Well, the results are in and we’ve got some pretty interesting feedback from the test – you can get directly to the test results yourself, or read on for our analysis and verdict.

Over the days we’ve been running the test, we had north of 300 people take it, and we think the numbers are a pretty good sample. Based on our analytics data, I could see that we had participants from 64 different countries, and it took the average user 2:56 to take the test.

So what did we learn from all that? Read on and find out:

Part one: Learned behaviors and conventions

Grids: The first three questions used a grid to discover users expected behaviours. When you overlay the grid over the different UIs you can see how the designs fit in with peoples perceptions.

Learned conventions tend to show through in this kind of area, but conventions are often an important standard for designers to follow (as you will see reflected in the results later on)

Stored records
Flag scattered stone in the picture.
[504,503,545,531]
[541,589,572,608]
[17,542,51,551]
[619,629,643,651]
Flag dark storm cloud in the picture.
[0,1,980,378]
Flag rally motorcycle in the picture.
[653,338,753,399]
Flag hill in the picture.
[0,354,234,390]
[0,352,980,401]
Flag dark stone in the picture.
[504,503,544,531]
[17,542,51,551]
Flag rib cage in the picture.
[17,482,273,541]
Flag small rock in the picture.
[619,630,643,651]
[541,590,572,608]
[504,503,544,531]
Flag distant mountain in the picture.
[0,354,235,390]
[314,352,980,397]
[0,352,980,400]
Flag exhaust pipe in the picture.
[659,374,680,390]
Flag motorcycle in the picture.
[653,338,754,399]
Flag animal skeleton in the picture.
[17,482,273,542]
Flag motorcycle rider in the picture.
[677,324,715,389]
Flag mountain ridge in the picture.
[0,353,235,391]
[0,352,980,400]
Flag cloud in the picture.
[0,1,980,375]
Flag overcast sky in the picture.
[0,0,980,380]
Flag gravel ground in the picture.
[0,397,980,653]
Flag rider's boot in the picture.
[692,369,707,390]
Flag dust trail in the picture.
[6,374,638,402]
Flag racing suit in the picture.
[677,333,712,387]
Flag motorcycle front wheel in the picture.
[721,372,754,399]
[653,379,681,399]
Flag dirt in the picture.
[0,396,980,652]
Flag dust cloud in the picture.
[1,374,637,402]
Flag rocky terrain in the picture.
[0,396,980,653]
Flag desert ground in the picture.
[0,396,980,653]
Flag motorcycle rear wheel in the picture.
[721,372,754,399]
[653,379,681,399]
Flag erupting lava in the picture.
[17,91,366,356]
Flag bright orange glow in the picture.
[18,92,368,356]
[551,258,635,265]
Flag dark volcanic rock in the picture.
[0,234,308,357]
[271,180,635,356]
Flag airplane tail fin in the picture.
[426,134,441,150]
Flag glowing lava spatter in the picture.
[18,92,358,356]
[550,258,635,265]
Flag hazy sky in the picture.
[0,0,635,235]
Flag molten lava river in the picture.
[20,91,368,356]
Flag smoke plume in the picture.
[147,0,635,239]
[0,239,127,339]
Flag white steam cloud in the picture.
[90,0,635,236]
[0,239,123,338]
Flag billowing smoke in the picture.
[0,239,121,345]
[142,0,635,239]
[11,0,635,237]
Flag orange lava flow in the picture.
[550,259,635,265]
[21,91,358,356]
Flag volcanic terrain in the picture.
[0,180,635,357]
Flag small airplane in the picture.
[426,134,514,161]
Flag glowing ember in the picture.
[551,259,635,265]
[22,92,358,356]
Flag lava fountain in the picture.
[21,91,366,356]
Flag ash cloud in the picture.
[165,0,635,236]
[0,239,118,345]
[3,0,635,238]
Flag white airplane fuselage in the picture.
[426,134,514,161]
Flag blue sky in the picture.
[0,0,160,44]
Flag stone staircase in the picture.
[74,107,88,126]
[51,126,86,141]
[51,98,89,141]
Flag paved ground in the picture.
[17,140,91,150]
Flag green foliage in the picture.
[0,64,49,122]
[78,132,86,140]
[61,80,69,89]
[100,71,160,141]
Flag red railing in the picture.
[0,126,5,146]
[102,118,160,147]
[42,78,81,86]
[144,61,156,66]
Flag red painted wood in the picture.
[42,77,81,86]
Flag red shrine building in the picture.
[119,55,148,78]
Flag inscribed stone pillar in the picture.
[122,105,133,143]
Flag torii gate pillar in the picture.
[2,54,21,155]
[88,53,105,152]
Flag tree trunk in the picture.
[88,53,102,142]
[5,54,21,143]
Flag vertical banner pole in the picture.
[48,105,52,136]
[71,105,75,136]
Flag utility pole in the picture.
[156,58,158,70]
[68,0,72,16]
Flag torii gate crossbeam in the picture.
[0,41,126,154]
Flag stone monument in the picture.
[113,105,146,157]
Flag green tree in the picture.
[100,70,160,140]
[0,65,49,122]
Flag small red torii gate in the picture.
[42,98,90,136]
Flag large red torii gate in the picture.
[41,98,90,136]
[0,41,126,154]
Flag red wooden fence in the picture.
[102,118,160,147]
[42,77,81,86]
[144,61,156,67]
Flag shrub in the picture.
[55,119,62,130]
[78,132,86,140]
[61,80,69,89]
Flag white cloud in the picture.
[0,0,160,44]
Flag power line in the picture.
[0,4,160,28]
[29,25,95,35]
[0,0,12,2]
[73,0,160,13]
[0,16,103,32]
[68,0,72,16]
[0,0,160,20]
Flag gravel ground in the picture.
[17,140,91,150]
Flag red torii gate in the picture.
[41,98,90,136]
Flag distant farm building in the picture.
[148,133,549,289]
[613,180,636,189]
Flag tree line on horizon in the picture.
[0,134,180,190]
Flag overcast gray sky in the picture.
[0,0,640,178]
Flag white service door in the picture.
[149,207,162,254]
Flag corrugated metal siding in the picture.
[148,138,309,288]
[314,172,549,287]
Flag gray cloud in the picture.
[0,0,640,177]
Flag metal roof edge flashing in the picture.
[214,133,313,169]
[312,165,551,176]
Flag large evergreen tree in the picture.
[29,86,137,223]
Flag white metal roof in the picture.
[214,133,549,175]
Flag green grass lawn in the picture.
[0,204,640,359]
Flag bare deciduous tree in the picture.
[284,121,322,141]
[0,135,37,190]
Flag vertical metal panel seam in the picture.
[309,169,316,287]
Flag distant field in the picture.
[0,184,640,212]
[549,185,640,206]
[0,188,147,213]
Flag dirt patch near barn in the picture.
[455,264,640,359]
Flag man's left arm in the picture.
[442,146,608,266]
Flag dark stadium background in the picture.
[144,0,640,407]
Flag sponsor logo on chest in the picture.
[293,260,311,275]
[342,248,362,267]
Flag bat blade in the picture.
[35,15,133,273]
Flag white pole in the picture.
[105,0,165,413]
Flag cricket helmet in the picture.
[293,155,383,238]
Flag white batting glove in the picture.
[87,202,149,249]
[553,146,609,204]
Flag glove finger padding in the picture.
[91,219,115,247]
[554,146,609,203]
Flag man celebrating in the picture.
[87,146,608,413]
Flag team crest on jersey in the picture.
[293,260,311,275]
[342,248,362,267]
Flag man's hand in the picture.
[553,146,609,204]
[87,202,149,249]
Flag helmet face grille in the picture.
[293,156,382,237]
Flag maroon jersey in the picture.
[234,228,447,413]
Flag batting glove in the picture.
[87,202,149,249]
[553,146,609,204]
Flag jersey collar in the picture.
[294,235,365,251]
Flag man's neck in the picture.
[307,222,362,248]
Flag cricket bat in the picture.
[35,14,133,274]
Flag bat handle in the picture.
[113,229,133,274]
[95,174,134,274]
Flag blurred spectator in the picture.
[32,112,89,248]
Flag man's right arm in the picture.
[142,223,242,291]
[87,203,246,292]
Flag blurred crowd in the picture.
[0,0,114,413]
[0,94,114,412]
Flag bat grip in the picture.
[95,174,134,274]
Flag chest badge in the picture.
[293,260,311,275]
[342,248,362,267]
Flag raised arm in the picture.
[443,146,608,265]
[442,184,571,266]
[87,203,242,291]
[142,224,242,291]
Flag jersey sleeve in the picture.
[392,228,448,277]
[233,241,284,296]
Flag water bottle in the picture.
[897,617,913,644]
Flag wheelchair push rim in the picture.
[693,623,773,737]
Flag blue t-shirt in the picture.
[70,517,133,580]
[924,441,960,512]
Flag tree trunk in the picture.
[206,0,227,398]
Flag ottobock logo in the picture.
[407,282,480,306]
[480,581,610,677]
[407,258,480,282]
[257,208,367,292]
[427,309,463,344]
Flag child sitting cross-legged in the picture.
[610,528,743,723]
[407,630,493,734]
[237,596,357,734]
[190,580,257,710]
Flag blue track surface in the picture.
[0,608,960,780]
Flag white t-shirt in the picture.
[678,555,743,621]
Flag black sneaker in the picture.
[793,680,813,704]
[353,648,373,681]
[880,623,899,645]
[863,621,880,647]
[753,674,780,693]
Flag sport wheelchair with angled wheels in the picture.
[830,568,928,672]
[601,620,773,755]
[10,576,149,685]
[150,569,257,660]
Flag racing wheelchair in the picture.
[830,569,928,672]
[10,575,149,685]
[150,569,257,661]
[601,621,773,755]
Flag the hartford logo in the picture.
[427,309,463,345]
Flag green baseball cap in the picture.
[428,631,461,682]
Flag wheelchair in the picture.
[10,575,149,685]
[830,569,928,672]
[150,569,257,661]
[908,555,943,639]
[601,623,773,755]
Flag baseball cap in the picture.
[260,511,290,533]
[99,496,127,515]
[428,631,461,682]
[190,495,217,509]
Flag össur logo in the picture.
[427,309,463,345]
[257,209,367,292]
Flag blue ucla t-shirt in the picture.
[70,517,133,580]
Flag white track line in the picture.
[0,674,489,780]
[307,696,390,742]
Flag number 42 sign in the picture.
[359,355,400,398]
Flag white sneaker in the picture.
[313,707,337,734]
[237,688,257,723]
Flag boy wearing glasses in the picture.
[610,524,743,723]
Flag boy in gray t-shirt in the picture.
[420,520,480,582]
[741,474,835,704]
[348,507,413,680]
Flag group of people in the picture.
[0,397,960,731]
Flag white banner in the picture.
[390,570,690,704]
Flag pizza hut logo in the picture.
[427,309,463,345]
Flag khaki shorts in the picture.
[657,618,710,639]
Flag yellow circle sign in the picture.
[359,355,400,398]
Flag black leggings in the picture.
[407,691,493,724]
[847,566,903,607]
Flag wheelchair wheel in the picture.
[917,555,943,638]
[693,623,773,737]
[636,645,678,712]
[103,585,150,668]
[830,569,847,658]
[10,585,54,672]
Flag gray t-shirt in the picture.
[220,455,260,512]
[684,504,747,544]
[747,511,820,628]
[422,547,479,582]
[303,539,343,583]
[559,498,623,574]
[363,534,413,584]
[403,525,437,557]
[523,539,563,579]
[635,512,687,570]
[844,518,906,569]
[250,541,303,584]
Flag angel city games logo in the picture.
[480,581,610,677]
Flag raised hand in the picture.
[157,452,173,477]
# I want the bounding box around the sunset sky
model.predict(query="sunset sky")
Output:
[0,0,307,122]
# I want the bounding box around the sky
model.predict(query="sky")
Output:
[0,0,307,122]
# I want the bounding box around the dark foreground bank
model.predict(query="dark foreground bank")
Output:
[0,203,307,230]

## Work instructions
1. In the usability test write-up, from how many different countries did participants come?
2. Output the passage of the usability test write-up between "Over the days" and "results later on)", inclusive.
3. Pick up the usability test write-up from where it stops.

## Results in order
1. 64

2.
Over the days we’ve been running the test, we had north of 300 people take it, and we think the numbers are a pretty good sample. Based on our analytics data, I could see that we had participants from 64 different countries, and it took the average user 2:56 to take the test.

So what did we learn from all that? Read on and find out:

Part one: Learned behaviors and conventions

Grids: The first three questions used a grid to discover users expected behaviours. When you overlay the grid over the different UIs you can see how the designs fit in with peoples perceptions.

Learned conventions tend to show through in this kind of area, but conventions are often an important standard for designers to follow (as you will see reflected in the results later on)

3.
1) Where would you click to logout?

As you can see from the results, by far and away the majority of people expect to find the log out button on the top right hand side of the page. This is the most common location for a logout button across numerous websites (have a look for yourself), and so something people are very familiar with. If you want to put your logout button in a different location, you should make sure there is a good reason for doing so.

When overlaid, we can see both Gmail and Hotmail follow this convention, but for some reason, Yahoo! Mail locates their logout button in the middle of the page. What’s worse, it doesn’t render properly in the browser I’ve been using for this test – Safari 5.

Yahoo! Mail 0; Hotmail 1; Gmail 1

2) Where would you click to write a new email?

The results for this are fairly obvious – as you can see from the heatmap, more all less all users clicked in the top left hand corner to compose a new mail – this is the location for all three services we tested, and the most common location across more or less all webmail services.

Yahoo! Mail 1; Hotmail 2; Gmail 2

3)Where would you click to reply to an email?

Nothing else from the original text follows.